__EXERCISE AIM__.
If a line in the listing below has the string "tree", copy it out.

__DATA FOR ANALYSIS__.
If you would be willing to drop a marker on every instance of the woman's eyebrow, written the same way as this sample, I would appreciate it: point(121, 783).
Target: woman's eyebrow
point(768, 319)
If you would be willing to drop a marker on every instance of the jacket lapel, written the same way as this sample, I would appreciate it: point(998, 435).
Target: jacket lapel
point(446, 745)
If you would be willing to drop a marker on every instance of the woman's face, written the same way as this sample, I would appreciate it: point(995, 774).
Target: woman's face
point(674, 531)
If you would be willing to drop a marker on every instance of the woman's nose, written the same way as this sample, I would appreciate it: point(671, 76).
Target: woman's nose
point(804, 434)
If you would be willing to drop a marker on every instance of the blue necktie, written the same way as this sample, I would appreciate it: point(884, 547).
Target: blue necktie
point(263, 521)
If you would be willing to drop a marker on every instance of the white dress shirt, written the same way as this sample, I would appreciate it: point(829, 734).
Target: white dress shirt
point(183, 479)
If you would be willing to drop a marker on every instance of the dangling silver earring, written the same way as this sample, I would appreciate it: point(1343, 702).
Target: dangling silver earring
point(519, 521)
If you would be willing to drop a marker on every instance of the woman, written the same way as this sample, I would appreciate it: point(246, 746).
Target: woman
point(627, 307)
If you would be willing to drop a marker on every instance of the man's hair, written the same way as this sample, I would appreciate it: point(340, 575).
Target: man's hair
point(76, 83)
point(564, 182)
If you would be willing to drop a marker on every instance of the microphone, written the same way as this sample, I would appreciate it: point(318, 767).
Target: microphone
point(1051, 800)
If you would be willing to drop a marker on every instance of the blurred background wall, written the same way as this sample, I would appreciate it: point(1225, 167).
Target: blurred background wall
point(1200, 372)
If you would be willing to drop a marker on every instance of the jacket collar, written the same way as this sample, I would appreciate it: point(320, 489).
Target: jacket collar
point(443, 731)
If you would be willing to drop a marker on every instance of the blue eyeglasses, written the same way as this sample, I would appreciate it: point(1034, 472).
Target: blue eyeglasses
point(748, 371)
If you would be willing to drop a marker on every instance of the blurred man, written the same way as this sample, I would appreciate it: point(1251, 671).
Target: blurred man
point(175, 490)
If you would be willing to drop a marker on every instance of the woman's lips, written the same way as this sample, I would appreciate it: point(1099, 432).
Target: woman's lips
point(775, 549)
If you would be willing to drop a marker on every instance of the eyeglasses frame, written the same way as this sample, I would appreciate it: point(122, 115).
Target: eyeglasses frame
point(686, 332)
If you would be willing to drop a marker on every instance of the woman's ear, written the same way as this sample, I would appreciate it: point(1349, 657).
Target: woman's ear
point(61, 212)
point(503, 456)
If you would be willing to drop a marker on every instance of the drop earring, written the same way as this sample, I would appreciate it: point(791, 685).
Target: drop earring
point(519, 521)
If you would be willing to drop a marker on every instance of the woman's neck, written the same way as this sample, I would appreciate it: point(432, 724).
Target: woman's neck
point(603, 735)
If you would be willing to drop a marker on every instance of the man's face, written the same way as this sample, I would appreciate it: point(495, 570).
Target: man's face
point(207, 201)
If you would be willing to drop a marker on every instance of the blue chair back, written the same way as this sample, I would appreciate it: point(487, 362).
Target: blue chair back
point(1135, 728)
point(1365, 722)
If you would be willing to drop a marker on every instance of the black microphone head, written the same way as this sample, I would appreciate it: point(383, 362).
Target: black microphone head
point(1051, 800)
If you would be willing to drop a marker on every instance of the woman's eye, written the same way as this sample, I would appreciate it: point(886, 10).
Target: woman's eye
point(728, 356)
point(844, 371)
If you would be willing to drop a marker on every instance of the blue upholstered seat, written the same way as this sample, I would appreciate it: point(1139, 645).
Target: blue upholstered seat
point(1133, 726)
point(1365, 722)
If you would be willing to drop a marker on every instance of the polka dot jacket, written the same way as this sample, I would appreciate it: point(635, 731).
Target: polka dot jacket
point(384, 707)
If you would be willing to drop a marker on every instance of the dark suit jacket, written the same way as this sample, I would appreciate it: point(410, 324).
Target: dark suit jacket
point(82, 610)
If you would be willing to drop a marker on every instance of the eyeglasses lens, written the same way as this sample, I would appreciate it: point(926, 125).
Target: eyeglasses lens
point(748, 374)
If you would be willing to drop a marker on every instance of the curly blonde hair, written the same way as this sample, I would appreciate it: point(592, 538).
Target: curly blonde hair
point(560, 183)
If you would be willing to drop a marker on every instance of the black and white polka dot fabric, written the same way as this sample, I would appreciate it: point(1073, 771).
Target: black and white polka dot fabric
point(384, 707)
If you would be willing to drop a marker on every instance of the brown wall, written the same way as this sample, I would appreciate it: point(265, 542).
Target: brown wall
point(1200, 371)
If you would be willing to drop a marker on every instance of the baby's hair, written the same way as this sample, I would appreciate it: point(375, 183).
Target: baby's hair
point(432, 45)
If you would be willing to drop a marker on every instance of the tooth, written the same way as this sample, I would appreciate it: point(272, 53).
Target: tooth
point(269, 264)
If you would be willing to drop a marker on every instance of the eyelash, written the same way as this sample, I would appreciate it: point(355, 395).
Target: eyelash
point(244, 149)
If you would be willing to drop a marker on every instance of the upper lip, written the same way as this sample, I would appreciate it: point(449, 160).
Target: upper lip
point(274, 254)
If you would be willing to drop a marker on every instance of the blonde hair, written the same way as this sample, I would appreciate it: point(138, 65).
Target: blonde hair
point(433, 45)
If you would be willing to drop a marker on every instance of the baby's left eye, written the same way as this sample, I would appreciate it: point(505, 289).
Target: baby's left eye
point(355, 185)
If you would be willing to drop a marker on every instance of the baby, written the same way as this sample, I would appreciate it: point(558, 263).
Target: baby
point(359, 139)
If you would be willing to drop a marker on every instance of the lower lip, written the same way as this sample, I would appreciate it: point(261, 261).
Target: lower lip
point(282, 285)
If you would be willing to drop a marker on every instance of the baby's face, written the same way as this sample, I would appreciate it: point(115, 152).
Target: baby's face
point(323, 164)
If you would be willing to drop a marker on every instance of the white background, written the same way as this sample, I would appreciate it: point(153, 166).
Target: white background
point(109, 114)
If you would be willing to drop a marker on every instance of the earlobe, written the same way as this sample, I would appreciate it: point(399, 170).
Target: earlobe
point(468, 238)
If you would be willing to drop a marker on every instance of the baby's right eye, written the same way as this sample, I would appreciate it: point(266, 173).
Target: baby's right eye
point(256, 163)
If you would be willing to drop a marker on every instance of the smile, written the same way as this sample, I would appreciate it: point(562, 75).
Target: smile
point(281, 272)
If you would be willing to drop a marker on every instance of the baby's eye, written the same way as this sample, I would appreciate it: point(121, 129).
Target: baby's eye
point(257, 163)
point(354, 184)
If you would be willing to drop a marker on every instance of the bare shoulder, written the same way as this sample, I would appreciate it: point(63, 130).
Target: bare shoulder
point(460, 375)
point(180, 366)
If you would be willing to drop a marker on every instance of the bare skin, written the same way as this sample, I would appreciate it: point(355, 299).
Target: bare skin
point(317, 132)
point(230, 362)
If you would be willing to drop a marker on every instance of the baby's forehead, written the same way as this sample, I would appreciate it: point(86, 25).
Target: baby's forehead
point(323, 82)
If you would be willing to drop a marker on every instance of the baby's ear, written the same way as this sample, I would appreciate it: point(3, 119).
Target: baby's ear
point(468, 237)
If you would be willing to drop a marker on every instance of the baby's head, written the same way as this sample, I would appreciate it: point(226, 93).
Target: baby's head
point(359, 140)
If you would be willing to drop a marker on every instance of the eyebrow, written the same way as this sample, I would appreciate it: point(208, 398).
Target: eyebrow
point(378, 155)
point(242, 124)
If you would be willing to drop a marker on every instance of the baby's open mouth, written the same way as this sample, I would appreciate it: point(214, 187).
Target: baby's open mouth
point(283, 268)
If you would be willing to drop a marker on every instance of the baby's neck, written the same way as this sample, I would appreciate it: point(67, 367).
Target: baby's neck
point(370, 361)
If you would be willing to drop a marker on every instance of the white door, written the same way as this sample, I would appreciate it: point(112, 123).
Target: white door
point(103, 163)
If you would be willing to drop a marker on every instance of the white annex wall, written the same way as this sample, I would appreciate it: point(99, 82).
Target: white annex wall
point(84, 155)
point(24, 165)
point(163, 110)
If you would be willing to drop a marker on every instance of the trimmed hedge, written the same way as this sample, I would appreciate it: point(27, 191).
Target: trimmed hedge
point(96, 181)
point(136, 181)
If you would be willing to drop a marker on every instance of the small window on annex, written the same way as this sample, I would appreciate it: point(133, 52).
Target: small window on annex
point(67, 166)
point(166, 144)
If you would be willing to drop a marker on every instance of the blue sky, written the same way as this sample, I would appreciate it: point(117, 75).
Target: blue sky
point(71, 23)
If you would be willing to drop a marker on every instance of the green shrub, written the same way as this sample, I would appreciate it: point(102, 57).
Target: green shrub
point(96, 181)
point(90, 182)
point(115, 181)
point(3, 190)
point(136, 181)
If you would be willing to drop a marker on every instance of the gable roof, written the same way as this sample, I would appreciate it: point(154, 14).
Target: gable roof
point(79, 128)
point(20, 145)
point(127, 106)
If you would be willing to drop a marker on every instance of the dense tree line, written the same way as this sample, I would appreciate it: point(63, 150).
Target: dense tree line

__WRITTEN REPLY__.
If you would be willing to drop a marker on every instance of the dense tree line, written the same way as this sample, I would appreciate it: point(63, 150).
Target: dense tree line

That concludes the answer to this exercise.